“Odio a los niños, son muy
molestos”, era la respuesta que repetía una y otra vez desde que cumplí los 17
años. ¿Y qué otra cosa se me hubiera ocurrido decir? Siempre era sincero con mi
respuesta. Los niños siempre me parecieron desesperantes, egocéntricos,
aburridos, entre otros. ¿Por qué? Sobrinos de familiares lejanos que nos
visitaban, bebés que no hacen más que llorar, babear, y otras cosas… eran la
referencia más confiable y la confirmación de mi tan repetida respuesta.
Sin embargo, mi mente veintiunañera
(en ese momento) cambio de parecer con la llegada del primer sobrino muy
cercano de mi familia: el hijo de mi hermana mayor. Ese pequeño ser nacido a
los muy pocos días de mi cumpleaños se convirtió en una pequeña vocecita que me
repite una y otra vez “los niños no somos tan malos”.

> [Listado proporcionado]:

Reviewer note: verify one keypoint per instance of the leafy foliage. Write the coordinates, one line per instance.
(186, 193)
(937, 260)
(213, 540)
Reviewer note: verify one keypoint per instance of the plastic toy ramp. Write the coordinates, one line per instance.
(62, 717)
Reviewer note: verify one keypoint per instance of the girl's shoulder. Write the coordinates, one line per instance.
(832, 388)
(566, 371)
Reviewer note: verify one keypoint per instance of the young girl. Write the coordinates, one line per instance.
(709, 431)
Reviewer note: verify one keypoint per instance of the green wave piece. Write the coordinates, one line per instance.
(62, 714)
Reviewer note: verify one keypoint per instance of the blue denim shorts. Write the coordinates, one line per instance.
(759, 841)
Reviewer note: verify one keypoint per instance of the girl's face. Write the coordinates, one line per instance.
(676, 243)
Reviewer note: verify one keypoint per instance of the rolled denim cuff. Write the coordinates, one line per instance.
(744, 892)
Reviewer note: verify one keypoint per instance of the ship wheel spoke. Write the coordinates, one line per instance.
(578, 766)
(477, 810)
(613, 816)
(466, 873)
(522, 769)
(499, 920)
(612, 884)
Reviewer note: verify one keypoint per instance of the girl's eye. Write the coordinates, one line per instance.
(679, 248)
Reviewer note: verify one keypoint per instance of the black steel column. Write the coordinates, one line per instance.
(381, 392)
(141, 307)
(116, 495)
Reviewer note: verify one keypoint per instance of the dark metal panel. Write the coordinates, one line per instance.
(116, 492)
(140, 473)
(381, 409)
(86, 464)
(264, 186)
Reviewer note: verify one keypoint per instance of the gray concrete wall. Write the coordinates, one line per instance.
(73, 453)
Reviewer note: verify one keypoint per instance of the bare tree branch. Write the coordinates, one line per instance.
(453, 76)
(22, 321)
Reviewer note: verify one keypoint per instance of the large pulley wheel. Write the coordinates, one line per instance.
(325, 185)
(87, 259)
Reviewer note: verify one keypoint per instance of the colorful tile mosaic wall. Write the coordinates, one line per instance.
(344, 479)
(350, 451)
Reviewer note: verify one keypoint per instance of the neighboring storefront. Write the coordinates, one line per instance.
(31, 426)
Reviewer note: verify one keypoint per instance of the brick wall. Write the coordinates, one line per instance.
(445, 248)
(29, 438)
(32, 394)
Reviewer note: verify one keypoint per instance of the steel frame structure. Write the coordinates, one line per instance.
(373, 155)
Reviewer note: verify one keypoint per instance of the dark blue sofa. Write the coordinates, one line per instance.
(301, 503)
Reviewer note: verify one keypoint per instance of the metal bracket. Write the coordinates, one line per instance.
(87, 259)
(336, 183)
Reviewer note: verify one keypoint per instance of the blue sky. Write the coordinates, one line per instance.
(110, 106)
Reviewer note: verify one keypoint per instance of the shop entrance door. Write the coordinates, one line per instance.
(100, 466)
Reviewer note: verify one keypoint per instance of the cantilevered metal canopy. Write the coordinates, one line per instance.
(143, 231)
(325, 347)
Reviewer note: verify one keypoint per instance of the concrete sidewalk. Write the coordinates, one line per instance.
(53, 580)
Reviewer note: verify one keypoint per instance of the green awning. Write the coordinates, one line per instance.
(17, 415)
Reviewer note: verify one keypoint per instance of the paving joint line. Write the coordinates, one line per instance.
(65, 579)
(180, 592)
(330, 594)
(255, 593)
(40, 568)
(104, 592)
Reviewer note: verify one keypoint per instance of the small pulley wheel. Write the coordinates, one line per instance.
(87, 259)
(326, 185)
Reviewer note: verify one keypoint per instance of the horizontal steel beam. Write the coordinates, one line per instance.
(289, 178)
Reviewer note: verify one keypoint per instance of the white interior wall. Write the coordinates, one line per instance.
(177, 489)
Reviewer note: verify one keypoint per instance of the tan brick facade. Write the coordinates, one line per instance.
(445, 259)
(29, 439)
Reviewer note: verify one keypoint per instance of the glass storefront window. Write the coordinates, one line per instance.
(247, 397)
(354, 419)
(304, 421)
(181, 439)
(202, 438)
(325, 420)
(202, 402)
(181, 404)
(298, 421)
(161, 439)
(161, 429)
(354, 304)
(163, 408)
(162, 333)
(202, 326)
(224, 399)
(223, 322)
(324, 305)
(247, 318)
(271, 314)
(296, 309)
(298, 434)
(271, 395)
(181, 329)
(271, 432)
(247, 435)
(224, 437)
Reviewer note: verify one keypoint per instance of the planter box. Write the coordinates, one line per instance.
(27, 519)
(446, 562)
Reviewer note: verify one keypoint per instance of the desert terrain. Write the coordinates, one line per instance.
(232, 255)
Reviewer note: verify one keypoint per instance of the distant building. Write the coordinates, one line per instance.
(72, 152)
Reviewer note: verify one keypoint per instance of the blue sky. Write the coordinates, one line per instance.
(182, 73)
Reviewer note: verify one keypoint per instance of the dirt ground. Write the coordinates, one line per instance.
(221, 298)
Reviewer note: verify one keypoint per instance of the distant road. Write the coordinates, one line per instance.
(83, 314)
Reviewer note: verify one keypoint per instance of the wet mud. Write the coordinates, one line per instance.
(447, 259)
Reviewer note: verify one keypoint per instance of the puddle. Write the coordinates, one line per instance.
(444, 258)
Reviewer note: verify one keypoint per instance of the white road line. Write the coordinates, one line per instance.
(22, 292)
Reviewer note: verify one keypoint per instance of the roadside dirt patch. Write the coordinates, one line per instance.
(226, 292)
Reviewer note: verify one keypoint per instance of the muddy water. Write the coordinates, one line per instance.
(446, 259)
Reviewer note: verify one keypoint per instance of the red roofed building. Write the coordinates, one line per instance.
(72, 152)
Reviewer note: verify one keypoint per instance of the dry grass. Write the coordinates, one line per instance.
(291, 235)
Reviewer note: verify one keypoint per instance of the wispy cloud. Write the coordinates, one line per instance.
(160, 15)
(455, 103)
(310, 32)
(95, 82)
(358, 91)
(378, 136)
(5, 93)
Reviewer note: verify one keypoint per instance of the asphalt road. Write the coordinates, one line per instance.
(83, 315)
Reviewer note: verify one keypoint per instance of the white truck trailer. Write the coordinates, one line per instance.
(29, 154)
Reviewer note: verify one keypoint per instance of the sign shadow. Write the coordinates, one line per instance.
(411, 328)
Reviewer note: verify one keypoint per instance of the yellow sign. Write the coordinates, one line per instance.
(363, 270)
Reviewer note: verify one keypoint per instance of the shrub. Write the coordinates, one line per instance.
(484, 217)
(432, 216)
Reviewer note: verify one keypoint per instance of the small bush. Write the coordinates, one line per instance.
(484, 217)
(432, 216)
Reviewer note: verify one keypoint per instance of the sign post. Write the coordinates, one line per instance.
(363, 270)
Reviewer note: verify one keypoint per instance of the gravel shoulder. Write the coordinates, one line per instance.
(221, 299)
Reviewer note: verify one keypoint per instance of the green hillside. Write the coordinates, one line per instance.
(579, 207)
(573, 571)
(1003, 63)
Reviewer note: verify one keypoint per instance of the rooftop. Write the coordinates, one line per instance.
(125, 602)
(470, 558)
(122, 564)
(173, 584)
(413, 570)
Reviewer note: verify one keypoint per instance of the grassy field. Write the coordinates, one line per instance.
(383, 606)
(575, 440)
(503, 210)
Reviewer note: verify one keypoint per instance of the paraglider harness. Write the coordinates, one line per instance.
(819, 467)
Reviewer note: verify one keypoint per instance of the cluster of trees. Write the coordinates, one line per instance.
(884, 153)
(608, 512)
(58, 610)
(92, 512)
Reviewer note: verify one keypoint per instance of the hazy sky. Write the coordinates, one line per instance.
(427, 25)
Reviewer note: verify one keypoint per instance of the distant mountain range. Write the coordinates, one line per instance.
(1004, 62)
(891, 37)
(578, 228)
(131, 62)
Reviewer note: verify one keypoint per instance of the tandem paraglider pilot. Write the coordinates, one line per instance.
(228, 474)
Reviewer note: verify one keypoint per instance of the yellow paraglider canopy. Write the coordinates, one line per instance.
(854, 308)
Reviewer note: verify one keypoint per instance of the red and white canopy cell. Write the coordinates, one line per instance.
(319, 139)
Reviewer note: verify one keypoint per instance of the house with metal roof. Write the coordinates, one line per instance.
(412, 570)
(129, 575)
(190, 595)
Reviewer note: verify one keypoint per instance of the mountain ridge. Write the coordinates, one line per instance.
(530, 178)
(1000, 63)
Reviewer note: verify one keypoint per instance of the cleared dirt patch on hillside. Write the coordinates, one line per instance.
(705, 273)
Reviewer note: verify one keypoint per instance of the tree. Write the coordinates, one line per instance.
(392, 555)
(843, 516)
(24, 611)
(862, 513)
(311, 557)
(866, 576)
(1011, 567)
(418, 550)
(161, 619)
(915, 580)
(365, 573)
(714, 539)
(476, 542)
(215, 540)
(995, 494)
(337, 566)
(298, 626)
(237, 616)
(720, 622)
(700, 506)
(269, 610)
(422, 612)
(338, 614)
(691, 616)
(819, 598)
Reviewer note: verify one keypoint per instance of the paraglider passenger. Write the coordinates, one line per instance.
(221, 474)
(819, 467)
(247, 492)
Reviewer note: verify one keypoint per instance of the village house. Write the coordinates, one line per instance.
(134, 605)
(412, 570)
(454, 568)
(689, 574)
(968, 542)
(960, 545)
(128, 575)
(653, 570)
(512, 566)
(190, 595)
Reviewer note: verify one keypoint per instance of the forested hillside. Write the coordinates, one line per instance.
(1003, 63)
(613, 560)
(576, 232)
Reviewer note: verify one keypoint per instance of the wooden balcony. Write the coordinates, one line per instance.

> [Desafío]: Continúa, por favor, el relato sobre los niños y el sobrino a partir de su última oración.

> [Respuesta]:
Pasaron algunos meses de visitarlo
a casa de mi hermana, de ver a aquel pequeño ser sonreír y balbucear intentos
de palabras. Aquella sensación al estar cerca de él se ha convertido en algo
muy difícil de describir, y borra poco a poco el rechazo que tenía a los niños.
Ahora, por motivos de fuerza mayor,
mi sobrino se tuvo que quedar por unos días en mi hogar. Y es ahí donde empieza
mi verdadera reflexión sobre el tema.
Uno de esos días, debido a que ni
su madre ni mis padres se encuentran en casa, el resto de la familia se tuvo
que encargar del cuidado del pequeño. Durante este tiempo, el papel de cargarlo
y hacerlo jugar cayó en mis extremadamente inexpertas manos. Como era de
esperarse, no logré distraerlo mucho y requerí de la ayuda de otros miembros
para mantener al bebé tranquilo. Intente darle de comer (biberón, obviamente),
pero me rechazo en cada intento. ¿Será que no sé cómo darle? Quizá.
Luego de dos horas, se entró en
estado de emergencia en mi hogar. ¿Por qué? Mi sobrino no se dormía. ¿Qué pasó?
Parece que quiere a su madre para hacerlo. ¿Problema? Sí, su madre no está.
¿Qué hacer? ¡¡Ni la más mínima idea!!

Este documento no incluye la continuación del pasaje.